WHAT YOU WILL DO:
A – Write out the passage from the lecture transcript on Fourier-transformed fields, starting with "But ultimately, it" and going on through "m [INAUDIBLE]. Yes?".
B – Using the lecture transcript on Fourier-transformed fields, decide whether each statement below agrees with it. Answer yes or no for each, and quote the deciding words.
(i) For the superfluid case, the professor concludes that the extra minus sign ultimately makes no difference.
(ii) The professor says the notes do not cover where the factors of one half and two go.
(iii) An audience member asks whether m of minus q equals m star of q only when the field is real.
C – Proceed with the lecture transcript on Fourier-transformed fields, continuing from where it stops.

EXCERPT PROVIDED:

··········

Multiplying this m component vector m of q squared. Again, reminding you this means m of q, m of minus q, which is the same thing as m star of q, if you go through these procedures over here. There is 2. And this factor of the v actually will come up over here.
So previously, I had used the normalization square root of V, and I didn't have this factor of 1 over V. Now I have put if there, I will have that factor. Yes?
AUDIENCE: m minus q is star q only if it is the real field, right? If m is real.
PROFESSOR: Yes. And we are dealing with the field m of q of this.
AUDIENCE: And in the case of superfluidity?
PROFESSOR: In the case of superfluidity? So let's see. So we would have a psi of q integral d dx into the i q dot x psi of x. If I Fourier transform this, I will get a psi star of q integral into the x into the minus [INAUDIBLE] x psi star of x. So what you are saying is that in the case where psi of x is a complex number-- I have psi1 plus ipsi2-- here I would have psi1 minus ipsi2.
So here I would have to make it a statement that the real part and the imaginary part come when you Fourier transform with an additional minus. But let's remember that something like this that we are interested is psi1 squared plus psi2 squared. So ultimately that minus sign did not make any difference.
But it's good to sort of think of all of these issues. And in particular, we are used to thinking of Gaussians, where I would have a scalar and then I would have x squared. When I have this complex number and I have psi of q, psi of minus q, then I have a real part squared plus an imaginary part squared.
And you have to think about whether or not you have changed the number of degrees of freedom. If you basically integrate over all q's, you may have problems. You may have at some point to think about seeing psi of q and psi of minus q star are the same thing. Maybe you have to integrate over just the positive values.
But then at each q you will have two different variables, which is the real part and the imaginary part. So you have to think about all of those doublings and halvings that are involved in this statement. And in the notes, I have the writeup about that that you go and precisely check where the factors of one half and two go.
But ultimately, it looks as if you're dealing with a simple scalar quantity. So I did not give you that detail explicitly, but you can go and check it in the important issue. The other term that we have. One advantage of this normalization is that h multiplies the integral of m of x, which is clearly this m with a tail for q equals to 0.
So that's [INAUDIBLE] mh dotted by this m [INAUDIBLE]. Yes?

··········

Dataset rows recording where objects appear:
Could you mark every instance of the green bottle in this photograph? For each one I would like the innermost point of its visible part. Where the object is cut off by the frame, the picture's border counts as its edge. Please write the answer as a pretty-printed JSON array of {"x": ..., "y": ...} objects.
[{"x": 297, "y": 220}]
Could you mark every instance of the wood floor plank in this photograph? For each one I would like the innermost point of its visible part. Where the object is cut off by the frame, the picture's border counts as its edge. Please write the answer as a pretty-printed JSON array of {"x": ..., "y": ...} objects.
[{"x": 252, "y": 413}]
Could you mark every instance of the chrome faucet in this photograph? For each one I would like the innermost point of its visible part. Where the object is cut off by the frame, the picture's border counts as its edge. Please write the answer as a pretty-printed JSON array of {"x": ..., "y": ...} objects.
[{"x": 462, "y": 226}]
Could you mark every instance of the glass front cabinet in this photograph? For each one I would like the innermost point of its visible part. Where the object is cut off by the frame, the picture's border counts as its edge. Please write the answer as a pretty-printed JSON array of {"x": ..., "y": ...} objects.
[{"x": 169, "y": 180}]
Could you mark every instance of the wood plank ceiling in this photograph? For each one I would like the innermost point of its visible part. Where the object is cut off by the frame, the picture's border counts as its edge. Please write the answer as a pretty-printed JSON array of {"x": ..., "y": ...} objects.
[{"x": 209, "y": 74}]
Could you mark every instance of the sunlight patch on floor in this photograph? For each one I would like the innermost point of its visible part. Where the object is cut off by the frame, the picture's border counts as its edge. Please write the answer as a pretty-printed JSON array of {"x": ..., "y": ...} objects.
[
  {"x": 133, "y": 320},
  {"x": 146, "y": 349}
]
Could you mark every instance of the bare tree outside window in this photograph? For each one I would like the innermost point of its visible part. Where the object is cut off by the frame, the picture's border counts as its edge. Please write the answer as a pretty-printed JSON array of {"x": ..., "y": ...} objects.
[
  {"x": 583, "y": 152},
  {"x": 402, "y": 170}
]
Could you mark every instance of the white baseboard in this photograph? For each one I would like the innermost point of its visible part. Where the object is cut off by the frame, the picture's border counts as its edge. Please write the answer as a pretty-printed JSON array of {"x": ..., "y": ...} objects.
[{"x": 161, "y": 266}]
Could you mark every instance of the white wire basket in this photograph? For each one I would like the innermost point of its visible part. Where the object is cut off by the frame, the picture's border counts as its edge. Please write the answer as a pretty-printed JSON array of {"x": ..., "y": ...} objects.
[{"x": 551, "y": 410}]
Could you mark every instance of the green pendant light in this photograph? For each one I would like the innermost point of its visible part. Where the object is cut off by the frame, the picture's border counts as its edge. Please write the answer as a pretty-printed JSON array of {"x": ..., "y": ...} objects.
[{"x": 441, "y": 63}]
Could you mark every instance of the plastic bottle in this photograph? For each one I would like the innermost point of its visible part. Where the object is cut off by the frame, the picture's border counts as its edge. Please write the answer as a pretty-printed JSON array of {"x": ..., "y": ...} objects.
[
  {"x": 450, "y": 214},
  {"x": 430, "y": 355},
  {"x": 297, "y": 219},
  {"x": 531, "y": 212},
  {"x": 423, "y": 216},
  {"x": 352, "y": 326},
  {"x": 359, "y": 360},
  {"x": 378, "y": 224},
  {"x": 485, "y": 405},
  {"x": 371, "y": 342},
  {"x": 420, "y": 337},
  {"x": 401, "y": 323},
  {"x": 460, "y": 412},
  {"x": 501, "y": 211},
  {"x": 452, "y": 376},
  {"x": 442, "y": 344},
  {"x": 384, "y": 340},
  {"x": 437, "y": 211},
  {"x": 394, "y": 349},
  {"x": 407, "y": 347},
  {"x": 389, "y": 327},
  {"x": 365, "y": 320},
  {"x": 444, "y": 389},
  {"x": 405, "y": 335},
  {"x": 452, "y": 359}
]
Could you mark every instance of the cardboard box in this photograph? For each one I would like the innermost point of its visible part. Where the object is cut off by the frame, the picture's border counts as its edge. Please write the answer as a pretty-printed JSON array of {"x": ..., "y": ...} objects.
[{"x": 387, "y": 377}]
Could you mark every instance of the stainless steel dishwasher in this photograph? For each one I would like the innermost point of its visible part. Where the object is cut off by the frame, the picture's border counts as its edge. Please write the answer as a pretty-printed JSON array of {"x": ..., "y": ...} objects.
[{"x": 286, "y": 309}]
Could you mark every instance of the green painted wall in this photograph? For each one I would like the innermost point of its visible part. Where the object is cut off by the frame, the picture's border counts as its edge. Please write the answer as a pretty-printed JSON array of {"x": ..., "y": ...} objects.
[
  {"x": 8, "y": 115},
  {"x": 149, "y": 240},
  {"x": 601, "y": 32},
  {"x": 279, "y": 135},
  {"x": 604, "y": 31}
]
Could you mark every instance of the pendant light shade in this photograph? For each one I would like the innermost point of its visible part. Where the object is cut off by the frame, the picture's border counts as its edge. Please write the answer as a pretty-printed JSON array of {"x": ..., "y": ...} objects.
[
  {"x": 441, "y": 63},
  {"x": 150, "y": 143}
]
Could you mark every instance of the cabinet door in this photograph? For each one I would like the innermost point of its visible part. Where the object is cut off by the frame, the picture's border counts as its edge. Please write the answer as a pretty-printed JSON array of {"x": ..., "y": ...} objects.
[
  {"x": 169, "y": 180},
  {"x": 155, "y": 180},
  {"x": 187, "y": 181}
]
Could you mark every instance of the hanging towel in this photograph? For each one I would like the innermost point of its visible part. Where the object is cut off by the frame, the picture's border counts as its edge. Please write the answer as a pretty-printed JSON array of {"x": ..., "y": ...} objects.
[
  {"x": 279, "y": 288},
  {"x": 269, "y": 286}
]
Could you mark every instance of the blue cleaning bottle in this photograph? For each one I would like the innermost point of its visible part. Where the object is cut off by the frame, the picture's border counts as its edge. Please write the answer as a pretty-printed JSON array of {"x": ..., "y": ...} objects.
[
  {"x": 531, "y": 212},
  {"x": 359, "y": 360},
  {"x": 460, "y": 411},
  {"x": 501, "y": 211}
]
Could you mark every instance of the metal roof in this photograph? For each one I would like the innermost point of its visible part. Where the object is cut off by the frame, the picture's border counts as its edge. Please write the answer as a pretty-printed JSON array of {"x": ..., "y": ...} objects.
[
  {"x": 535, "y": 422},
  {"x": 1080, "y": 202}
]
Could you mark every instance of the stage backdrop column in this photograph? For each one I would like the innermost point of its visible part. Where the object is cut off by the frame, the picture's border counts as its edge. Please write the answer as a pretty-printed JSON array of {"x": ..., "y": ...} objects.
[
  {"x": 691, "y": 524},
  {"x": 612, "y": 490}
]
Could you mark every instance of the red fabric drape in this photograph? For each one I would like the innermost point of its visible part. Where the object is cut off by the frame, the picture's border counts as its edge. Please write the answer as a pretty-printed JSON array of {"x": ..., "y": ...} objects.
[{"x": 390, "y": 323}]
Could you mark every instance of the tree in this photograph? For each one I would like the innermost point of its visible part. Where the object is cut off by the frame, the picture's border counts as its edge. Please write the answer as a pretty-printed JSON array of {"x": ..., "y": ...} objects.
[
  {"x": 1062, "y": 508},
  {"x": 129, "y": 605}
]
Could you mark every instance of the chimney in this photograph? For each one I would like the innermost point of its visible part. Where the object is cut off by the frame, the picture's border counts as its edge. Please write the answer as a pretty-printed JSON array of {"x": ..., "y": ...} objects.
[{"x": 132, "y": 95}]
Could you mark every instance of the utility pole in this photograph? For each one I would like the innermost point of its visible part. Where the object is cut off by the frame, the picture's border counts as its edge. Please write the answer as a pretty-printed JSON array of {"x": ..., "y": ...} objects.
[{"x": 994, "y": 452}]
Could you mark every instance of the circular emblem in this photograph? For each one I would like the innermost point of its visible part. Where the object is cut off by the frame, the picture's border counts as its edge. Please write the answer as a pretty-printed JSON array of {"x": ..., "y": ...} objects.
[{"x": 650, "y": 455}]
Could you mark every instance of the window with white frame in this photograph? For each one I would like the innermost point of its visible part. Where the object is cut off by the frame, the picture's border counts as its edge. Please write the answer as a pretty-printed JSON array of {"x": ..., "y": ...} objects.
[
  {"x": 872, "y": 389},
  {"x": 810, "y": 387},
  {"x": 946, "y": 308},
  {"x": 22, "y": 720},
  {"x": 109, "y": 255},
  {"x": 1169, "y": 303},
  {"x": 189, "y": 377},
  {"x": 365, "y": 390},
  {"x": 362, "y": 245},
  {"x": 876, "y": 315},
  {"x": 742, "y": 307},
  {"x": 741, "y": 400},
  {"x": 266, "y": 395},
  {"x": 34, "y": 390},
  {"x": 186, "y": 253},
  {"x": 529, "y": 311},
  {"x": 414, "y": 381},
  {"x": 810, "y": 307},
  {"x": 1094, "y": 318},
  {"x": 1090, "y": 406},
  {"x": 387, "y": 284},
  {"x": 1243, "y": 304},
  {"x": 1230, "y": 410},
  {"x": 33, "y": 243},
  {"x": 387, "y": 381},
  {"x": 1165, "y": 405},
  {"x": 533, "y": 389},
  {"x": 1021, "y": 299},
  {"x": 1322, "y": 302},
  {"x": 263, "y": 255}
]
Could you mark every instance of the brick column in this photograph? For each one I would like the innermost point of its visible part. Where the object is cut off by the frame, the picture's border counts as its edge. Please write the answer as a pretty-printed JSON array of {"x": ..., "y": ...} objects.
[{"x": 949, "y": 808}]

··········

EXPECTED RESPONSES:
A –
But ultimately, it looks as if you're dealing with a simple scalar quantity. So I did not give you that detail explicitly, but you can go and check it in the important issue. The other term that we have. One advantage of this normalization is that h multiplies the integral of m of x, which is clearly this m with a tail for q equals to 0.
So that's [INAUDIBLE] mh dotted by this m [INAUDIBLE]. Yes?

B –
(i) Yes: "So ultimately that minus sign did not make any difference."
(ii) No: "And in the notes, I have the writeup about that that you go and precisely check where the factors of one half and two go."
(iii) Yes: "m minus q is star q only if it is the real field, right? If m is real."

C –
AUDIENCE: This is assuming a uniform field?
PROFESSOR: Yes, that's right. So we are thinking about the physics problem, but we added the uniform field. So if you are for some physical reason interested in a position where you feel you can modify that, then this would be h of q, m of minus q. Actually, one reason ultimately to choose this normalization is that clearly what appears here is a sum of q. If I go over to my integral over q, then the factor of 1 over V disappears.
So that's one reason-- since mostly after this, going through the details we'll be dealing with the continuum version-- I prefer this normalization. And we can now do the Gaussian integrals. Basically, there's an overall factor of 1 over V to the n over 2 for each q mode. Then each one of these Gaussian integrals will leave me a factor of root 2 pi times the variant.
So I will get 2 pi. The variance is V divided by t plus k q squared plus lq to the fourth, and so forth. Square root, but there are n components, so I will get something like this. And then the term that corresponds to q equals to 0 does not have any of this part.
So it will give a contribution even for q equals to 0 that is like this. But you have a term that shifts the center of integration from m equals to 0 because of the presence of the field. So you will get a term that is exponential of essentially-- completing the square-- will give you V divided by 2t times h squared.
Now, clearly the thing that I'm interested is log of Z as a function of t and h. I'm interested in t and h dependents. So there is a bunch of things that are constants that I don't really care. And then there is a, from here, minus 1/2, actually minus n 1/2 sum over q log of t plus k q squared and so forth. And plus here, I have V a squared over 2t.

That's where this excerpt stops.